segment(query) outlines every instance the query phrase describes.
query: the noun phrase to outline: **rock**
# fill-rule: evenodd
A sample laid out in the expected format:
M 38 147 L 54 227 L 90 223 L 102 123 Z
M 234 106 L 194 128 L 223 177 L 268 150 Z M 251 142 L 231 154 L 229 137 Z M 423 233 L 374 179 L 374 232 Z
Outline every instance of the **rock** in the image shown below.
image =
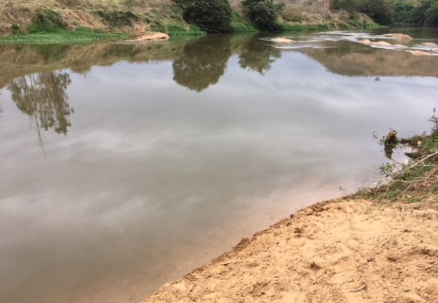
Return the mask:
M 292 39 L 288 39 L 286 38 L 274 38 L 271 39 L 271 41 L 276 43 L 292 43 L 295 42 Z
M 125 40 L 123 42 L 144 42 L 151 40 L 166 40 L 169 38 L 169 35 L 164 33 L 151 33 L 141 36 L 135 39 Z
M 392 44 L 387 43 L 387 41 L 378 41 L 373 42 L 371 43 L 371 45 L 374 45 L 376 46 L 391 46 Z
M 422 51 L 409 51 L 414 56 L 432 56 L 432 53 Z
M 371 41 L 370 39 L 358 40 L 357 43 L 363 45 L 371 45 Z
M 396 39 L 402 40 L 412 40 L 412 37 L 404 34 L 385 34 L 384 35 L 380 35 L 381 37 L 395 38 Z
M 403 44 L 394 44 L 392 46 L 397 47 L 399 48 L 409 48 L 409 47 Z

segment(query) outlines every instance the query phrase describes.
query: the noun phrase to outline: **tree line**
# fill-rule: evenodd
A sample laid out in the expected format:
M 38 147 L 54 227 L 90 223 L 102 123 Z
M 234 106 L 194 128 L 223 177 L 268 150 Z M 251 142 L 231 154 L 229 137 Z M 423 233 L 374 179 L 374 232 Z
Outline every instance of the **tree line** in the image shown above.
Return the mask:
M 438 26 L 438 0 L 331 0 L 332 9 L 360 12 L 380 24 Z
M 232 31 L 237 14 L 228 0 L 172 0 L 184 19 L 208 33 Z M 438 26 L 438 0 L 330 0 L 330 9 L 362 13 L 375 22 L 393 22 Z M 280 31 L 277 19 L 285 5 L 275 0 L 242 0 L 244 18 L 260 31 Z

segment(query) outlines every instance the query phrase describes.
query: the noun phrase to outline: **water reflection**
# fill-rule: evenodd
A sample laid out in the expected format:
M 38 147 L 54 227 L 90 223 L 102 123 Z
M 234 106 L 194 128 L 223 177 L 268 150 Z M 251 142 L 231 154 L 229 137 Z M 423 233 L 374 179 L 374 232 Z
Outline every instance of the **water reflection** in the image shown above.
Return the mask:
M 281 51 L 262 43 L 260 41 L 251 39 L 243 44 L 242 53 L 239 56 L 239 65 L 242 68 L 249 69 L 265 75 L 274 62 L 281 58 Z
M 202 91 L 218 83 L 232 54 L 228 35 L 207 36 L 189 43 L 172 65 L 173 80 L 192 91 Z
M 71 83 L 68 73 L 52 71 L 15 79 L 8 89 L 17 108 L 31 117 L 39 133 L 42 128 L 66 135 L 71 126 L 67 117 L 74 112 L 66 93 Z
M 438 79 L 330 72 L 387 72 L 375 58 L 390 51 L 259 38 L 0 46 L 3 301 L 139 302 L 340 185 L 369 184 L 387 161 L 373 131 L 428 127 Z M 27 116 L 49 130 L 47 158 Z

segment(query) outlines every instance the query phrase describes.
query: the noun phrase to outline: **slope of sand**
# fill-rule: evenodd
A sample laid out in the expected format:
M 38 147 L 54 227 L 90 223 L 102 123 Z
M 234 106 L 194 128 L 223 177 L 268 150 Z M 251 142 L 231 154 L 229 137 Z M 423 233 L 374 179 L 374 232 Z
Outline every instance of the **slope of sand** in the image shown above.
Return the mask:
M 291 217 L 143 302 L 438 302 L 436 195 L 338 200 Z

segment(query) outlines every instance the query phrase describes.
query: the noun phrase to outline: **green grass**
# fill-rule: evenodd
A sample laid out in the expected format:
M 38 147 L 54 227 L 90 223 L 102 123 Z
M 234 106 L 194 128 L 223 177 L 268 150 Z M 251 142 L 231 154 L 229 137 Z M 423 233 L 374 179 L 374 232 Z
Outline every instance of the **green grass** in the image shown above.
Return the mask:
M 188 29 L 179 24 L 169 24 L 164 26 L 164 31 L 170 36 L 203 36 L 206 33 L 195 25 L 190 25 Z
M 93 31 L 90 29 L 78 29 L 76 31 L 58 30 L 52 33 L 33 33 L 24 35 L 11 35 L 0 37 L 0 43 L 12 44 L 55 44 L 69 43 L 86 43 L 101 41 L 118 41 L 128 37 L 124 34 L 108 34 Z
M 98 15 L 111 27 L 133 26 L 138 16 L 131 11 L 99 11 Z

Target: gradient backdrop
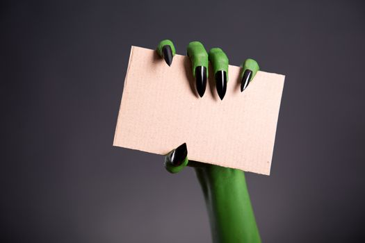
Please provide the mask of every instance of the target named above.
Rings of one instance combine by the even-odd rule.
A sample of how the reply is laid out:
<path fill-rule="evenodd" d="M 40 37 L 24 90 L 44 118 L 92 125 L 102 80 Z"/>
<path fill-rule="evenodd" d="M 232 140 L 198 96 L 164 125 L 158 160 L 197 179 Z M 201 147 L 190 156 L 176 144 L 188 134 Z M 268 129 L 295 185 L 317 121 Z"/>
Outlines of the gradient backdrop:
<path fill-rule="evenodd" d="M 0 4 L 1 242 L 211 242 L 193 169 L 112 146 L 131 45 L 163 38 L 286 75 L 272 175 L 247 174 L 263 241 L 364 240 L 364 2 Z"/>

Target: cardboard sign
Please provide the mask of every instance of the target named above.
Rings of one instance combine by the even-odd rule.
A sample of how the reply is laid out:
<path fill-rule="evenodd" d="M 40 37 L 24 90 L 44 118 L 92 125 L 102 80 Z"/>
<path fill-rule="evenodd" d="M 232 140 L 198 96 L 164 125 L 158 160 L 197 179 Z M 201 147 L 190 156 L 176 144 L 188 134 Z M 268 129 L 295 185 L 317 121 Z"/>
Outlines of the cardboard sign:
<path fill-rule="evenodd" d="M 169 67 L 132 47 L 113 145 L 165 155 L 186 142 L 189 160 L 269 175 L 284 76 L 259 71 L 241 92 L 241 72 L 229 66 L 221 101 L 209 67 L 200 98 L 187 56 Z"/>

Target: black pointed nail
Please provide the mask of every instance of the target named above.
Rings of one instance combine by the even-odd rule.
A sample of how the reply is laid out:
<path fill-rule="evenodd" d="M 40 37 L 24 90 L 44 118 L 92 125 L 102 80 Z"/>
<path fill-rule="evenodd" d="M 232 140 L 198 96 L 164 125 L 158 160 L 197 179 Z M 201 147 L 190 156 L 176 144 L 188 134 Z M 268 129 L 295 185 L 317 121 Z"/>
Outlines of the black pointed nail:
<path fill-rule="evenodd" d="M 171 66 L 172 63 L 172 50 L 171 50 L 171 47 L 168 44 L 166 44 L 162 47 L 162 53 L 163 54 L 163 58 L 168 64 L 168 65 Z"/>
<path fill-rule="evenodd" d="M 225 71 L 218 71 L 216 73 L 216 87 L 220 99 L 223 99 L 227 91 L 227 74 Z"/>
<path fill-rule="evenodd" d="M 195 68 L 195 79 L 197 93 L 202 97 L 206 87 L 206 67 L 199 66 Z"/>
<path fill-rule="evenodd" d="M 251 76 L 252 76 L 252 71 L 250 69 L 245 70 L 243 76 L 242 77 L 242 81 L 241 82 L 241 92 L 245 90 L 248 84 L 250 82 Z"/>
<path fill-rule="evenodd" d="M 171 153 L 170 160 L 175 166 L 179 166 L 182 164 L 187 156 L 188 149 L 186 148 L 186 143 L 184 142 Z"/>

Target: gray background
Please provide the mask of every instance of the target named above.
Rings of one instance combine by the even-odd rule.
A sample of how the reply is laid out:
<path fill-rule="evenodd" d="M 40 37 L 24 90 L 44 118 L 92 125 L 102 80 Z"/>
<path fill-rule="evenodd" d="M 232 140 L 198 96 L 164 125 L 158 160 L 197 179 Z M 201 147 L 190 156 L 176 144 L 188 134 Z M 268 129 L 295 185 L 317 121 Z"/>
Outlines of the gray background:
<path fill-rule="evenodd" d="M 211 241 L 190 168 L 112 146 L 130 47 L 163 38 L 286 75 L 272 175 L 247 174 L 263 242 L 364 239 L 362 1 L 1 4 L 1 242 Z"/>

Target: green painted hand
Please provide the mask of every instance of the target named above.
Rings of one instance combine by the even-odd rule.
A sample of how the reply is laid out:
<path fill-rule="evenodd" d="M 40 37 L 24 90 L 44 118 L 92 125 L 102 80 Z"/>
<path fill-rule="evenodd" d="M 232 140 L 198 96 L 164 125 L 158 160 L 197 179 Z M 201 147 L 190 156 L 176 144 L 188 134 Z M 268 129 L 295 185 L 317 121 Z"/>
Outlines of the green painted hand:
<path fill-rule="evenodd" d="M 175 55 L 173 43 L 163 40 L 157 52 L 170 66 Z M 216 80 L 217 92 L 223 99 L 228 82 L 227 56 L 220 48 L 213 48 L 209 53 L 199 42 L 189 43 L 187 48 L 197 91 L 202 97 L 206 85 L 209 62 L 211 62 Z M 243 92 L 259 70 L 257 62 L 247 59 L 243 65 L 241 87 Z M 213 242 L 261 242 L 251 206 L 245 174 L 243 171 L 188 160 L 186 144 L 183 144 L 165 156 L 165 167 L 177 173 L 186 166 L 194 168 L 202 187 Z"/>

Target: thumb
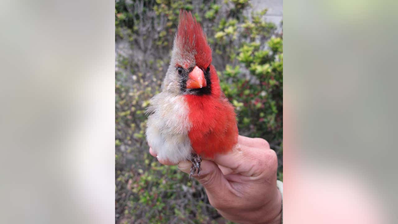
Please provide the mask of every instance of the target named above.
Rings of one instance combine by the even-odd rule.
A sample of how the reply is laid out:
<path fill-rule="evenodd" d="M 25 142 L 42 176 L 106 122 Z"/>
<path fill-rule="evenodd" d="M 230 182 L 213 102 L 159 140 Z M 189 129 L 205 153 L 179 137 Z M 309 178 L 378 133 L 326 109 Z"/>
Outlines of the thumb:
<path fill-rule="evenodd" d="M 192 163 L 189 161 L 183 161 L 178 163 L 178 169 L 184 173 L 189 174 L 192 165 Z M 226 186 L 226 179 L 219 167 L 212 161 L 202 161 L 199 175 L 200 177 L 198 176 L 197 171 L 192 177 L 205 187 L 208 195 L 217 195 L 217 193 L 222 192 L 224 187 Z"/>

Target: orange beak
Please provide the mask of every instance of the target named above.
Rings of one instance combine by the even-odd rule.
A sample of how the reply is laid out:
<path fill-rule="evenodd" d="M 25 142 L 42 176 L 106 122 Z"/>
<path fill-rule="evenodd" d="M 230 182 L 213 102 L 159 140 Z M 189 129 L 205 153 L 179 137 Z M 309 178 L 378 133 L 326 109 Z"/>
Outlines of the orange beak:
<path fill-rule="evenodd" d="M 200 88 L 206 87 L 205 75 L 199 67 L 195 66 L 192 71 L 188 75 L 188 77 L 189 79 L 187 81 L 187 88 Z"/>

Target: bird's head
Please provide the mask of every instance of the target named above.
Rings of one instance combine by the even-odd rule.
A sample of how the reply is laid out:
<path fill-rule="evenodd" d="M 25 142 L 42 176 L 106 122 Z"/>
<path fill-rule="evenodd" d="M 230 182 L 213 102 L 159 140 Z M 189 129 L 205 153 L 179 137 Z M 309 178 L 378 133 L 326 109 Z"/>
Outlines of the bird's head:
<path fill-rule="evenodd" d="M 181 10 L 179 19 L 162 88 L 180 94 L 210 94 L 211 71 L 213 69 L 206 35 L 190 12 Z"/>

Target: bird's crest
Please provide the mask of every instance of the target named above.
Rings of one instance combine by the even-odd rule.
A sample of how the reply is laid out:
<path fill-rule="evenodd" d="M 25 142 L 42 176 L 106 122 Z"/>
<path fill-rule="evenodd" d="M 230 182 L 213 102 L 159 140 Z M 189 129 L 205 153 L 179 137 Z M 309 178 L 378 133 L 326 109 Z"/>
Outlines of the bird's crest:
<path fill-rule="evenodd" d="M 175 45 L 182 52 L 193 52 L 196 65 L 205 69 L 211 63 L 211 49 L 202 26 L 191 12 L 181 10 Z"/>

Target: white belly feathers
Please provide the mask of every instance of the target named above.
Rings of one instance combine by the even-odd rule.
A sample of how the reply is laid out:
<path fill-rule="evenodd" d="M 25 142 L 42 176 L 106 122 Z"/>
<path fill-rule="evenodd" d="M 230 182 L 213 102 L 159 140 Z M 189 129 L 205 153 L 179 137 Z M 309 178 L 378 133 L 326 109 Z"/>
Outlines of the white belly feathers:
<path fill-rule="evenodd" d="M 188 136 L 188 108 L 183 96 L 161 92 L 150 100 L 147 112 L 146 139 L 162 159 L 178 163 L 191 158 L 192 147 Z"/>

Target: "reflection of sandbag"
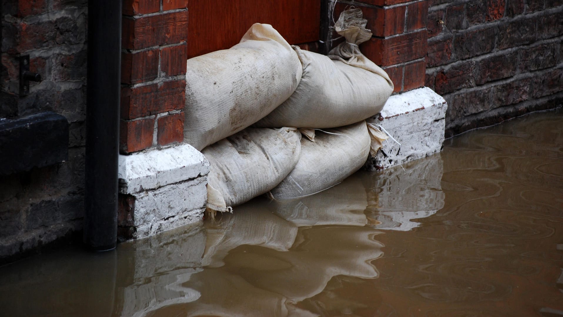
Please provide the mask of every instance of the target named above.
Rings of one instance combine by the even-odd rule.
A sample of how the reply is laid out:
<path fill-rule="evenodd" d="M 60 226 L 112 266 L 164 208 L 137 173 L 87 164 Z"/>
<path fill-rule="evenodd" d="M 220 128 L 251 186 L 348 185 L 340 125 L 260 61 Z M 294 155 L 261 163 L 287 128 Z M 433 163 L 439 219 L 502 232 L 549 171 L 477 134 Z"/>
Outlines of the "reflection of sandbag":
<path fill-rule="evenodd" d="M 291 95 L 302 72 L 269 24 L 254 24 L 229 50 L 190 59 L 184 141 L 201 150 L 250 126 Z"/>
<path fill-rule="evenodd" d="M 365 28 L 367 21 L 361 17 L 360 9 L 342 12 L 335 27 L 346 42 L 328 57 L 295 48 L 303 64 L 299 86 L 289 99 L 254 126 L 341 127 L 381 111 L 393 92 L 393 83 L 358 48 L 372 35 Z"/>
<path fill-rule="evenodd" d="M 323 130 L 311 142 L 301 139 L 295 168 L 275 188 L 275 199 L 307 196 L 329 188 L 358 171 L 368 158 L 371 143 L 365 121 Z"/>
<path fill-rule="evenodd" d="M 208 208 L 227 211 L 274 188 L 297 164 L 300 137 L 295 129 L 248 128 L 204 149 Z"/>
<path fill-rule="evenodd" d="M 377 277 L 372 262 L 383 255 L 375 238 L 381 233 L 369 227 L 302 227 L 289 251 L 245 246 L 225 257 L 225 269 L 296 303 L 320 293 L 336 275 Z"/>
<path fill-rule="evenodd" d="M 273 200 L 274 213 L 298 226 L 365 226 L 368 194 L 358 173 L 319 195 Z M 271 207 L 270 207 L 271 208 Z"/>
<path fill-rule="evenodd" d="M 207 241 L 203 256 L 205 267 L 223 265 L 223 258 L 235 248 L 248 244 L 287 251 L 297 234 L 297 227 L 268 209 L 269 202 L 257 199 L 237 208 L 236 215 L 225 213 L 207 224 Z"/>
<path fill-rule="evenodd" d="M 317 316 L 295 307 L 283 296 L 258 288 L 236 274 L 222 269 L 205 269 L 194 274 L 185 284 L 201 294 L 196 301 L 169 307 L 163 315 L 172 315 L 171 311 L 183 312 L 183 315 L 262 316 Z M 176 315 L 176 314 L 174 314 Z"/>

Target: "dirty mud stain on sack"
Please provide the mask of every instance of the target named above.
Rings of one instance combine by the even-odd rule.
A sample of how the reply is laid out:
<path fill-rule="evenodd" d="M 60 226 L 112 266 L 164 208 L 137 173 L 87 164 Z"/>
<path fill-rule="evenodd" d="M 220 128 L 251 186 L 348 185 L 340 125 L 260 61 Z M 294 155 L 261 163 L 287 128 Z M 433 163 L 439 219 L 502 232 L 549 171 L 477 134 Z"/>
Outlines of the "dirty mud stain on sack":
<path fill-rule="evenodd" d="M 561 315 L 562 144 L 563 111 L 532 114 L 315 195 L 20 261 L 0 315 Z"/>

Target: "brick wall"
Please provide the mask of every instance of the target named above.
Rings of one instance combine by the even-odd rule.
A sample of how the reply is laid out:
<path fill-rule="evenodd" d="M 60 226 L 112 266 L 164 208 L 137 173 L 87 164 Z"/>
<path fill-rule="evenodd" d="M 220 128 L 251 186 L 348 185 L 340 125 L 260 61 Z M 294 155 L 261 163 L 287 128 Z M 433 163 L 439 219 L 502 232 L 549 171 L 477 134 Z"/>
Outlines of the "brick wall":
<path fill-rule="evenodd" d="M 387 73 L 394 92 L 423 86 L 428 1 L 341 1 L 336 2 L 334 19 L 349 6 L 362 10 L 367 27 L 373 33 L 360 50 Z"/>
<path fill-rule="evenodd" d="M 563 103 L 563 1 L 432 0 L 427 30 L 446 136 Z"/>
<path fill-rule="evenodd" d="M 187 0 L 124 0 L 120 151 L 184 140 Z"/>
<path fill-rule="evenodd" d="M 0 262 L 6 255 L 82 228 L 87 4 L 84 0 L 2 1 L 0 118 L 47 110 L 62 114 L 68 121 L 69 148 L 66 162 L 0 176 Z M 43 81 L 30 82 L 29 95 L 20 96 L 19 57 L 24 55 L 30 56 L 30 70 Z"/>

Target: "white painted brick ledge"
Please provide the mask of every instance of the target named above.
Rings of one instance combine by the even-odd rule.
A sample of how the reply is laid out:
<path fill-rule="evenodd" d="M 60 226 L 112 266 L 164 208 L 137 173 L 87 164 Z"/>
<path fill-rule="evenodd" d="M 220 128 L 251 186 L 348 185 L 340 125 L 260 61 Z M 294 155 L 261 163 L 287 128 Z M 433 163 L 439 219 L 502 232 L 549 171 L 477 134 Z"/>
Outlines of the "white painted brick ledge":
<path fill-rule="evenodd" d="M 390 97 L 381 113 L 367 121 L 380 126 L 397 142 L 390 137 L 385 141 L 376 157 L 368 158 L 365 168 L 388 168 L 440 151 L 447 108 L 444 98 L 428 87 Z"/>
<path fill-rule="evenodd" d="M 209 172 L 209 163 L 189 144 L 119 155 L 119 193 L 133 194 L 156 189 Z"/>

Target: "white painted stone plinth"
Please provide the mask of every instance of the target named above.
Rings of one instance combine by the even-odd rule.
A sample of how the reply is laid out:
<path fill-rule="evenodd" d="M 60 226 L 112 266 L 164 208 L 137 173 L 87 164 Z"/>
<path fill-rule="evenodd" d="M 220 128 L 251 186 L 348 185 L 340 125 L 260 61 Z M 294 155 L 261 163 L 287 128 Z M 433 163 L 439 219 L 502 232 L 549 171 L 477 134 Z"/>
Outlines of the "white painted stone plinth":
<path fill-rule="evenodd" d="M 131 238 L 200 221 L 209 171 L 209 162 L 189 144 L 119 155 L 119 193 L 135 198 L 127 219 Z"/>
<path fill-rule="evenodd" d="M 390 97 L 381 113 L 367 121 L 397 142 L 390 137 L 383 141 L 376 157 L 368 158 L 366 169 L 387 168 L 440 151 L 447 108 L 444 98 L 428 87 Z"/>

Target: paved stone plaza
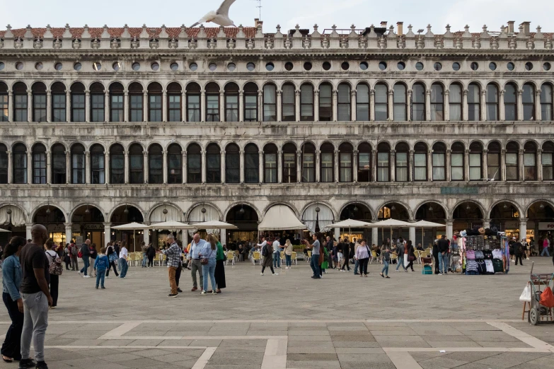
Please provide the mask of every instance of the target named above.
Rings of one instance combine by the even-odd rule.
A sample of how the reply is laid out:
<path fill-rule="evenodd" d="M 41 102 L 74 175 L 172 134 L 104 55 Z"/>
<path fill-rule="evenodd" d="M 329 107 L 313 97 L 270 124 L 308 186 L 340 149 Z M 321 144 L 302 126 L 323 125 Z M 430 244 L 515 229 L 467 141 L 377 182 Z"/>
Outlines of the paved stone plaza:
<path fill-rule="evenodd" d="M 550 258 L 533 260 L 536 271 L 553 270 Z M 52 369 L 554 368 L 554 326 L 521 320 L 525 262 L 508 275 L 423 276 L 417 265 L 390 279 L 374 263 L 369 278 L 332 271 L 321 280 L 304 262 L 277 276 L 238 263 L 217 295 L 190 292 L 183 272 L 177 298 L 166 297 L 165 267 L 132 266 L 103 291 L 64 271 L 46 361 Z M 1 333 L 8 321 L 1 309 Z"/>

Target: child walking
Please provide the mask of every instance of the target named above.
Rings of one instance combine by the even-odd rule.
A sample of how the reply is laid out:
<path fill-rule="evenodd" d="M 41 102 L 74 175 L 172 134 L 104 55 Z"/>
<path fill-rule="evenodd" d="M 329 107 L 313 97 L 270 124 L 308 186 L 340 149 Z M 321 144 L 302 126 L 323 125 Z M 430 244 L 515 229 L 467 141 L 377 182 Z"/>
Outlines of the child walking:
<path fill-rule="evenodd" d="M 108 260 L 105 252 L 105 247 L 100 248 L 100 254 L 94 261 L 94 270 L 96 271 L 97 290 L 98 289 L 98 284 L 101 286 L 102 289 L 105 289 L 105 287 L 104 287 L 104 279 L 105 278 L 106 269 L 110 266 L 110 262 Z"/>

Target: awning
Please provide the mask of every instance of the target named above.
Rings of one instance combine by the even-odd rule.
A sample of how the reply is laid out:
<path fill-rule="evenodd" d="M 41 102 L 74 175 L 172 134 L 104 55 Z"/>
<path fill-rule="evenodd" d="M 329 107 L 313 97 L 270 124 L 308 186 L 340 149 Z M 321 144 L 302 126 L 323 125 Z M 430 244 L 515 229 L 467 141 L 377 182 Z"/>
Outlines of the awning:
<path fill-rule="evenodd" d="M 265 216 L 262 223 L 258 225 L 258 229 L 259 230 L 306 229 L 306 226 L 298 220 L 289 206 L 275 205 L 265 213 Z"/>

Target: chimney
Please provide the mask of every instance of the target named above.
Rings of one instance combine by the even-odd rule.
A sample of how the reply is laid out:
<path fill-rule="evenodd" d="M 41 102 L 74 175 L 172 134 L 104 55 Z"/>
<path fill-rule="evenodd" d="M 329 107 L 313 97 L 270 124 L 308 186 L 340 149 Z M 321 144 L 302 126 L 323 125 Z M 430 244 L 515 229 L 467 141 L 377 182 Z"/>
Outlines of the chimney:
<path fill-rule="evenodd" d="M 404 22 L 396 22 L 396 33 L 399 36 L 402 36 L 404 34 L 403 25 Z"/>
<path fill-rule="evenodd" d="M 525 21 L 522 22 L 521 24 L 519 25 L 524 26 L 524 34 L 526 36 L 529 36 L 531 33 L 531 30 L 529 29 L 531 28 L 531 22 Z"/>

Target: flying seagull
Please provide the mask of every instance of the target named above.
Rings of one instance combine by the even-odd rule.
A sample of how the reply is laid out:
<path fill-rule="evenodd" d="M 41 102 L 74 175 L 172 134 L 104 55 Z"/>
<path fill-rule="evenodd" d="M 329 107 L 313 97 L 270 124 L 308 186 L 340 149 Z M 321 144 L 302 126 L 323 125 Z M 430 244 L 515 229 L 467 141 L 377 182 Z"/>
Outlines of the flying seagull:
<path fill-rule="evenodd" d="M 229 8 L 236 0 L 224 0 L 219 8 L 216 11 L 212 11 L 204 16 L 200 20 L 190 26 L 192 28 L 195 25 L 198 25 L 204 22 L 213 22 L 219 25 L 235 25 L 233 20 L 229 19 Z"/>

Prompt
Reproduce exactly the lines from the one with "Target: awning" through the end of the entries above, both ends included.

The result
Target: awning
Please provide the mask of every instance of the target named above.
Rings of one instance combine by the even-odd rule.
A sample of how the reply is laid out:
<path fill-rule="evenodd" d="M 41 102 L 74 175 L 172 134 L 104 55 Z"/>
<path fill-rule="evenodd" d="M 329 107 L 313 97 L 270 124 L 308 186 L 340 149 Z M 321 144 L 302 126 L 323 125 Z M 430 244 L 515 229 L 467 141 L 377 182 Z"/>
Outlines of the awning:
<path fill-rule="evenodd" d="M 265 216 L 262 223 L 258 225 L 258 229 L 259 230 L 306 229 L 306 226 L 298 220 L 289 206 L 275 205 L 265 213 Z"/>

Target: chimney
Please provide the mask of every instance of the target named above.
Rings of one instance combine by the even-odd rule.
A sample of how the reply is laid out:
<path fill-rule="evenodd" d="M 41 102 L 74 175 L 172 134 L 104 55 Z"/>
<path fill-rule="evenodd" d="M 329 107 L 313 97 L 270 124 L 308 186 L 340 149 Z M 321 144 L 302 126 L 323 125 Z M 430 244 L 515 229 L 467 141 L 377 182 Z"/>
Outlines of the chimney:
<path fill-rule="evenodd" d="M 404 22 L 396 22 L 396 33 L 399 36 L 402 36 L 404 34 L 403 25 Z"/>
<path fill-rule="evenodd" d="M 525 21 L 522 22 L 521 24 L 519 25 L 524 26 L 524 34 L 526 36 L 529 36 L 531 33 L 531 30 L 529 29 L 531 28 L 531 22 Z"/>

Target: flying seagull
Please provide the mask of every instance of the target named above.
Rings of one instance combine by the even-odd rule.
A sample of how the reply is laid out:
<path fill-rule="evenodd" d="M 41 102 L 74 175 L 172 134 L 104 55 Z"/>
<path fill-rule="evenodd" d="M 329 107 L 313 97 L 270 124 L 308 186 L 340 149 Z M 321 144 L 302 126 L 323 125 Z M 430 244 L 515 229 L 467 141 L 377 182 Z"/>
Outlines of the flying seagull:
<path fill-rule="evenodd" d="M 229 8 L 236 0 L 224 0 L 219 8 L 216 11 L 212 11 L 204 16 L 200 20 L 190 26 L 192 28 L 195 25 L 198 25 L 204 22 L 213 22 L 219 25 L 235 25 L 233 20 L 229 19 Z"/>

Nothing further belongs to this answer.